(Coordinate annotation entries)
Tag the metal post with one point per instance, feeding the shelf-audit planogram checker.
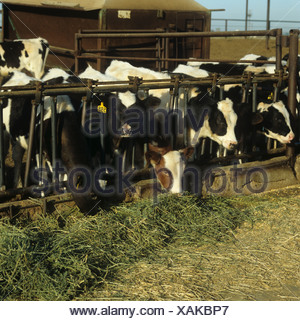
(30, 142)
(185, 119)
(278, 49)
(246, 17)
(2, 156)
(292, 99)
(53, 137)
(41, 133)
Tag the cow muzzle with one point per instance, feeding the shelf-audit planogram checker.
(230, 145)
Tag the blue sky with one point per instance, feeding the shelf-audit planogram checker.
(280, 10)
(236, 9)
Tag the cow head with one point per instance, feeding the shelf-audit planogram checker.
(222, 122)
(275, 120)
(169, 167)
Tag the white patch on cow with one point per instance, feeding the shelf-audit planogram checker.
(63, 103)
(175, 163)
(199, 63)
(122, 70)
(91, 73)
(229, 139)
(255, 69)
(248, 57)
(18, 79)
(263, 107)
(191, 71)
(127, 98)
(30, 57)
(55, 73)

**DO THIS**
Rewrite every line of the entries above, including each labeling request, and shift every coordinate by adding 19 to both numbers. Leave out the picture lines.

**WRITTEN ANSWER**
Tag the metal post with one point per instance, feeding the shelf-audit planogram checker.
(49, 161)
(204, 138)
(297, 68)
(265, 36)
(21, 175)
(311, 118)
(72, 156)
(60, 152)
Tag the cow muzzle with one point per instance, feeding the shelf-audit planogram checker.
(249, 164)
Tag the blue sky with one point per instance, feeding the shelf-audit planogram checker.
(299, 29)
(255, 28)
Tag the cow head with one point per instance, feeding the shelf-audit planogram checker.
(241, 141)
(294, 139)
(188, 186)
Tag the white patch on cow with one point per instance, feeding the shelf-audit planogram checker.
(82, 122)
(194, 182)
(218, 82)
(141, 89)
(110, 92)
(248, 158)
(274, 88)
(267, 76)
(37, 98)
(282, 126)
(210, 90)
(146, 117)
(49, 76)
(74, 92)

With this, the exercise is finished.